§ SUPPLIED RECORDS:
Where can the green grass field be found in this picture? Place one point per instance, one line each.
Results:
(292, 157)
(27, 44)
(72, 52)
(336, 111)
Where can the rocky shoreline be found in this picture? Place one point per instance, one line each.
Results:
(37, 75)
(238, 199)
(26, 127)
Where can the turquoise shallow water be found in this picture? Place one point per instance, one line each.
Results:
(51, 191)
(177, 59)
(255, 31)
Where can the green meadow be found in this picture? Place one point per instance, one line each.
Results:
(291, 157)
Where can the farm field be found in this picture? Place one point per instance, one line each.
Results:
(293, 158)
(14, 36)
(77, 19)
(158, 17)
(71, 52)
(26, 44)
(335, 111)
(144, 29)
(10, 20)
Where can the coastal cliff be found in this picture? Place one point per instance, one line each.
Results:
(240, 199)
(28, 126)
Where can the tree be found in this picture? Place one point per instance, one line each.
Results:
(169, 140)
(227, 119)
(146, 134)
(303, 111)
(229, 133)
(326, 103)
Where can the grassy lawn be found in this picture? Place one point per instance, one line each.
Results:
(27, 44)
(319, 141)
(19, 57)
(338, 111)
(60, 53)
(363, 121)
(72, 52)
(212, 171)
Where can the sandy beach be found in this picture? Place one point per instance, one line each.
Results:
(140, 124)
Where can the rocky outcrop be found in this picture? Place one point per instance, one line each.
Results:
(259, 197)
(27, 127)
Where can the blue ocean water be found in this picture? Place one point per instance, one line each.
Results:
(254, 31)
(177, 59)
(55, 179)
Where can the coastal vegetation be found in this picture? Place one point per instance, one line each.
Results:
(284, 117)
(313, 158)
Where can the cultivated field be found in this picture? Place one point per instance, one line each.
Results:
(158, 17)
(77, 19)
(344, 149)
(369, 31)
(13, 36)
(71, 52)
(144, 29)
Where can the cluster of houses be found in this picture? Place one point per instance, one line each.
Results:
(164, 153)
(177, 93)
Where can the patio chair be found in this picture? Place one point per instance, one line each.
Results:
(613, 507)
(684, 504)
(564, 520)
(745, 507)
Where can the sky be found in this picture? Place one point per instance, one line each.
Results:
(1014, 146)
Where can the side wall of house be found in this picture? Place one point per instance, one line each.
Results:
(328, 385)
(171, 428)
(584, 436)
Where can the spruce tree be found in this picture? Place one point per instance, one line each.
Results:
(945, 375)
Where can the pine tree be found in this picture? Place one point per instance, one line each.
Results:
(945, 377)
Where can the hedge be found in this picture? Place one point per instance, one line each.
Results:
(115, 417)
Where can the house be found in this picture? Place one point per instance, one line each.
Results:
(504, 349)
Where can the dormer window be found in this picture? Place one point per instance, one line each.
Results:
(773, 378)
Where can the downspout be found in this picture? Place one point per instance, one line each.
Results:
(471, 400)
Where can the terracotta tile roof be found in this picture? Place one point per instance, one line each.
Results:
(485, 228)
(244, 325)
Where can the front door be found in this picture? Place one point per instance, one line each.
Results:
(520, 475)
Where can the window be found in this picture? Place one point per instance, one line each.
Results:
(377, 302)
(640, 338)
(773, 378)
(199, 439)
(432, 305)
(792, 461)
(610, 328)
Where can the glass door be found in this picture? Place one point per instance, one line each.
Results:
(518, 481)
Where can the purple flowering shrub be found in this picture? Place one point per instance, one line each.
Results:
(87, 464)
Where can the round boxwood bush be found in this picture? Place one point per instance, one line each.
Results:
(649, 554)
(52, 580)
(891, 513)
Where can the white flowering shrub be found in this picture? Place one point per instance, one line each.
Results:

§ DIRECTIONS: Go through the data, and copy each line in which the word "rocky" appears.

§ FINISHED EXERCISE:
Where can the rocky shoreline be found in this picture? Place one point per instance, one line each.
Where can the rocky outcrop be found in this picture? Place one point per instance, one line each.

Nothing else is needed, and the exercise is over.